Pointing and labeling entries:
********

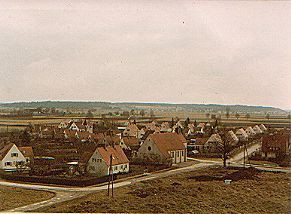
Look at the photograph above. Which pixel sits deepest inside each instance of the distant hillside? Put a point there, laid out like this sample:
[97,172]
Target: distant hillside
[127,105]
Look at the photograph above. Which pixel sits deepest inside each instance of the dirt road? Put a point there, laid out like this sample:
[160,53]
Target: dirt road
[69,193]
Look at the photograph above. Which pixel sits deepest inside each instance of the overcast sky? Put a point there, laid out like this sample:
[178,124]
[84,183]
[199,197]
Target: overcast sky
[223,52]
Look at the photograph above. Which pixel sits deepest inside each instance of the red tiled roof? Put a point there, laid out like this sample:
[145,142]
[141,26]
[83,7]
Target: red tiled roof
[167,142]
[200,141]
[5,150]
[70,133]
[278,142]
[117,153]
[26,151]
[130,141]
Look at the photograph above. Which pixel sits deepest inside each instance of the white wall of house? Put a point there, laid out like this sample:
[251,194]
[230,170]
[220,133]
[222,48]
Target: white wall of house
[62,125]
[74,127]
[269,155]
[178,156]
[12,158]
[149,148]
[97,166]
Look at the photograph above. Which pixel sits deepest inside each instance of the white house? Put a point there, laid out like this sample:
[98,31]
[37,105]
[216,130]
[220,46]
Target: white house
[257,129]
[241,135]
[263,127]
[11,158]
[233,139]
[98,162]
[250,131]
[164,146]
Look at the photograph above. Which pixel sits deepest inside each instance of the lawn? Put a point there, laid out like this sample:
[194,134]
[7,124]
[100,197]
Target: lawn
[201,191]
[11,197]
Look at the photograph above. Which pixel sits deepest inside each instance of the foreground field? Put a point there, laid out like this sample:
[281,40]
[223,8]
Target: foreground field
[198,191]
[11,197]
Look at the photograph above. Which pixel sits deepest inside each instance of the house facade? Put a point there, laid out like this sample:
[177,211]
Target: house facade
[11,158]
[162,147]
[98,163]
[274,146]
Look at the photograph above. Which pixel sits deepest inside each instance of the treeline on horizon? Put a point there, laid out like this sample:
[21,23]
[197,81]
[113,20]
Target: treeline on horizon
[95,104]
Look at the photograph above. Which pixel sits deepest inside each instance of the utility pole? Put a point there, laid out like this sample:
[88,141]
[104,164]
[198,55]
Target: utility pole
[244,155]
[110,177]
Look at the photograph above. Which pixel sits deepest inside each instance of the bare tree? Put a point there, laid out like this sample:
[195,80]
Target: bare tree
[237,115]
[268,116]
[248,116]
[226,147]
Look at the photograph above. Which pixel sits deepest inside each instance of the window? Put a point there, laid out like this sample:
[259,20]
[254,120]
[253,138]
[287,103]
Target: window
[8,163]
[172,154]
[14,154]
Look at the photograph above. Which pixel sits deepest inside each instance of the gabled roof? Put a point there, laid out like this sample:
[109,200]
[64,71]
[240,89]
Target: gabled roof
[5,150]
[241,132]
[232,137]
[277,142]
[130,141]
[201,125]
[263,127]
[26,151]
[215,139]
[118,156]
[70,133]
[200,141]
[250,131]
[257,129]
[167,142]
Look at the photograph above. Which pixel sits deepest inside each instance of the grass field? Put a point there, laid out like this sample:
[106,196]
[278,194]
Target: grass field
[11,197]
[201,191]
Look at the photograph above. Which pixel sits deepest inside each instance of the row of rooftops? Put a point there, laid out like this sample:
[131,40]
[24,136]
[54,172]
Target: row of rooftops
[27,151]
[233,138]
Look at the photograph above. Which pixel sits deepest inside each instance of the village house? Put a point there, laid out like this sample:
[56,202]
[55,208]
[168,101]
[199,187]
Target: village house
[199,144]
[263,127]
[77,126]
[200,128]
[131,131]
[11,158]
[97,163]
[165,127]
[64,124]
[151,126]
[213,144]
[27,152]
[130,146]
[250,132]
[71,135]
[232,138]
[241,135]
[191,129]
[274,146]
[257,129]
[164,147]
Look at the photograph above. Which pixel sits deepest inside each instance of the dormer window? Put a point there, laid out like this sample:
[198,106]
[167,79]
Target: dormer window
[14,154]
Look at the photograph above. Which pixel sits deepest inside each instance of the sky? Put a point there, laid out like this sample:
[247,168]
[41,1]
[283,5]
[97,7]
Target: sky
[223,52]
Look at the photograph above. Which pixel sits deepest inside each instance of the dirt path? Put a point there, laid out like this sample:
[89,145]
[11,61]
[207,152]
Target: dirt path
[69,193]
[65,194]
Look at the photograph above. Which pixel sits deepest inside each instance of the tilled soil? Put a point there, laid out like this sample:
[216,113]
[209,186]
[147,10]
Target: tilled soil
[251,191]
[11,197]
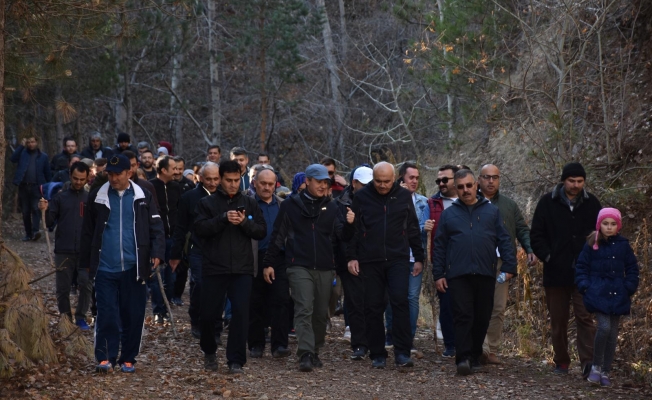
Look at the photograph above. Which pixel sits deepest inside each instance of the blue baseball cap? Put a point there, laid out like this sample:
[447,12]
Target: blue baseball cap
[317,171]
[118,163]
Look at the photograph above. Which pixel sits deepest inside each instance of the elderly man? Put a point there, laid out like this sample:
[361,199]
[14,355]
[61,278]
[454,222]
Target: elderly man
[562,220]
[489,181]
[387,228]
[465,264]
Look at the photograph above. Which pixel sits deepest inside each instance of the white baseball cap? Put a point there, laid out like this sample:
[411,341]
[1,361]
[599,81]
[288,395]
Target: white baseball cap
[363,175]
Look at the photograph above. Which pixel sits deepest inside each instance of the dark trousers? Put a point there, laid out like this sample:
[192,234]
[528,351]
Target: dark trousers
[66,264]
[446,319]
[269,307]
[168,277]
[558,300]
[472,300]
[121,302]
[354,294]
[391,277]
[28,197]
[237,288]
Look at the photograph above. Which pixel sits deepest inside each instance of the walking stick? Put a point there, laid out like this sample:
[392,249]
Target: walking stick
[433,290]
[165,298]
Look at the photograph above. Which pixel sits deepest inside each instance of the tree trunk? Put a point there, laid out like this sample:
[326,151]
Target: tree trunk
[216,112]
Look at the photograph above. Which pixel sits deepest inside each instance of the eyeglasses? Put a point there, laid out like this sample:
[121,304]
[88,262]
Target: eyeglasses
[490,177]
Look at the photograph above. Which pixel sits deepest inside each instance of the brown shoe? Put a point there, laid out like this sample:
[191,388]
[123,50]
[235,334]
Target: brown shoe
[493,359]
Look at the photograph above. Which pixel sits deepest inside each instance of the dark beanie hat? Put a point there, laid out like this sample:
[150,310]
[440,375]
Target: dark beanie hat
[124,137]
[573,169]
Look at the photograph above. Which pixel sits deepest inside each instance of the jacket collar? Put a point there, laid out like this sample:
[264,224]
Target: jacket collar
[103,193]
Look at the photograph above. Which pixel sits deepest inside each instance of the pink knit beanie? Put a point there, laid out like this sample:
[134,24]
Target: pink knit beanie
[607,213]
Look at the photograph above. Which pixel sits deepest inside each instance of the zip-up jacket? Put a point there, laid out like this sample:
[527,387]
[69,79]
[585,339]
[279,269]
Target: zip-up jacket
[466,242]
[308,229]
[387,226]
[227,248]
[21,157]
[147,230]
[168,195]
[67,209]
[185,221]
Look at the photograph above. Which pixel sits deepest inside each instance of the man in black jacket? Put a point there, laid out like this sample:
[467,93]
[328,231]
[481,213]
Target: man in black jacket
[387,228]
[465,264]
[122,236]
[168,193]
[209,176]
[562,220]
[225,224]
[67,210]
[307,225]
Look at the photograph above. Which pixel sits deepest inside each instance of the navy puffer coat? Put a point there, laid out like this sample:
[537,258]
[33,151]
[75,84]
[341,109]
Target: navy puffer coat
[607,277]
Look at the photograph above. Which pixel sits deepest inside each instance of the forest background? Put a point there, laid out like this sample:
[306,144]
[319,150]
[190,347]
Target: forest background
[526,84]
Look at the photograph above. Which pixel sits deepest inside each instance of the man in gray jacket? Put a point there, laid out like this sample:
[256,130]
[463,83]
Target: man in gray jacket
[465,264]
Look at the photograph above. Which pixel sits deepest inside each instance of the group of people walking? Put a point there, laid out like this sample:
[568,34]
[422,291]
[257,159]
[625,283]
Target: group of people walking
[272,258]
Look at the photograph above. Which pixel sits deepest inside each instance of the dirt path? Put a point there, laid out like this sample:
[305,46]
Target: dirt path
[171,368]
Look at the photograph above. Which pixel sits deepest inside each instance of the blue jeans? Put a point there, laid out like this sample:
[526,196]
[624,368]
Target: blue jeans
[414,291]
[168,277]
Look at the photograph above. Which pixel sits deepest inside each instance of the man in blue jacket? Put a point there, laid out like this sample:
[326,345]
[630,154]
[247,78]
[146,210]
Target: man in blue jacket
[122,240]
[32,171]
[465,262]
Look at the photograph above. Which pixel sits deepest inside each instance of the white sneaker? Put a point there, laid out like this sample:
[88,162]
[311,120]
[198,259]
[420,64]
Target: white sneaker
[347,334]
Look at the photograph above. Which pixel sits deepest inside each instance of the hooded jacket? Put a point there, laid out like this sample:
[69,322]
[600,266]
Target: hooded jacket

********

SET EXERCISE: From the line with "of the group" to the last line of the material, give every line again exactly, and only those lines.

EXPECTED ANSWER:
Look at the photograph above. Which pixel sits deepest inside each instance of the group of people walking? Put a point there, laid out like this sample:
[568,34]
[422,291]
[257,159]
[625,283]
Target: group of people walking
[272,258]
Look at the photograph above. Which pixel sits deepest inside each instance of the dirt path? Put a point there, laid out like this sample:
[305,46]
Target: dirt path
[171,368]
Look at the photograph above. Which pixel sits deepest inside each instance of the blue jeans? Put a point there, laid out like this sample:
[526,196]
[624,368]
Target: blue jeans
[414,291]
[168,277]
Look at the photograph above. Which pixel sits deepest inside each instance of the man in blue jacket? Put a point there, laid out like this sample:
[326,345]
[630,154]
[247,78]
[146,210]
Target: man in blue jacket
[122,240]
[32,171]
[465,262]
Look at the photograph above. Which pixel sits deepest inside each instance of the white sneaker? Put a point there, laid out like this sample:
[88,162]
[311,120]
[198,259]
[420,64]
Target: white sneaker
[347,334]
Look at the photograph above. Which pixel sits deepest inside each instance of the hooded jacket? Put a point there, laid out like this sample:
[69,322]
[600,266]
Target: hooded jacket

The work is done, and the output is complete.